Dataset excerpt:
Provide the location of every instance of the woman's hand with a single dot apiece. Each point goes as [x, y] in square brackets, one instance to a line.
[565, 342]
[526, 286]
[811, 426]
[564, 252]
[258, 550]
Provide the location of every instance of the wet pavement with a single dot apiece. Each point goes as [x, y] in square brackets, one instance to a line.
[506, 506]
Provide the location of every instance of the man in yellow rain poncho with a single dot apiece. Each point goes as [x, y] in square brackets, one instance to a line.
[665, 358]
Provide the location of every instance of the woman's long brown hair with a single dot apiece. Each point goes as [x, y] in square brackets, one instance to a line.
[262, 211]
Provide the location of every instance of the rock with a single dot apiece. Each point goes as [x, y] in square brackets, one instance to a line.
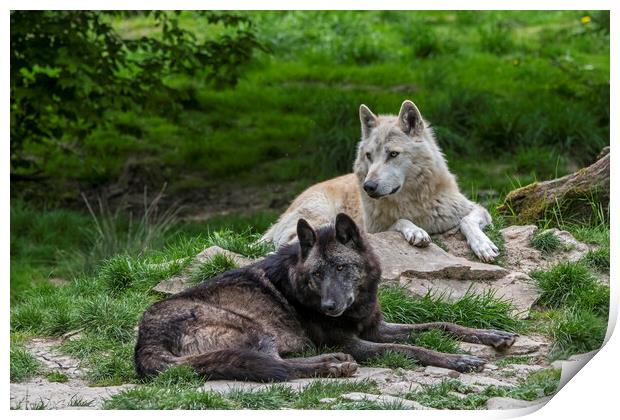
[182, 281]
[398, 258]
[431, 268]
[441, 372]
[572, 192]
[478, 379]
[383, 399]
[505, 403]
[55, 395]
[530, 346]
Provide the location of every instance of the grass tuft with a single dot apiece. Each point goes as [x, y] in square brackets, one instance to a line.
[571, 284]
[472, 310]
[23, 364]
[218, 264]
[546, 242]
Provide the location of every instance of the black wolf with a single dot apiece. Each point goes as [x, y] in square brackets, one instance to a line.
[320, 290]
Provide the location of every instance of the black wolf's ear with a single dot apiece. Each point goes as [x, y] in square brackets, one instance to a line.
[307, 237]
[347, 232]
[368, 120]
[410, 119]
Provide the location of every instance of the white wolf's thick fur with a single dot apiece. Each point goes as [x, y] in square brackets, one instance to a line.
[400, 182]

Exercise instructions: Copy the listing in full and without alteration, omitting every picture.

Correct output:
Provide the location of every instance of the woman's hand with a single dot apiece. Each point goes as [x, y] in square brackets, one instance to a line.
[565, 342]
[526, 286]
[811, 426]
[564, 252]
[258, 550]
Provide the location of every instance of the wet pavement with a single dot apiece. Each point goes as [x, y] in square brackets, one instance to a line.
[506, 506]
Provide the location of every instance of the man in yellow rain poncho with a single dot apiece. Each point goes as [x, y] in square brackets, one instance to a line.
[665, 358]
Provide the location of every instance of the woman's long brown hair with a single dot apiece. Each point goes as [x, y] in square brackets, one instance to a line.
[262, 211]
Provide the location of every instance of the rock with a single dot apiece. Each point goes as [x, y] in square brackets, one instance to a line.
[182, 281]
[398, 258]
[431, 268]
[441, 372]
[572, 192]
[478, 379]
[383, 399]
[505, 403]
[55, 395]
[530, 346]
Provide the location of every instance of the grass tuft with a single dot apiece. Each point goes as [x, y] in square brackets, one instance to a line.
[571, 284]
[472, 310]
[23, 364]
[218, 264]
[546, 242]
Provide the location of every instance of the black wolf with a single dot apiece. Each point goes as [x, y] in square brackets, one instance to a line.
[320, 290]
Provide the location of every instance of the black wolf's ear with a single dot apiece. Each point goes as [x, y] in square brackets, one instance to a line.
[307, 237]
[347, 232]
[368, 120]
[410, 119]
Provide the location of every instance of the white wolf's thick fur with a single dot apiece. Each point goes as [x, y] in square brackets, one instance to a line.
[400, 182]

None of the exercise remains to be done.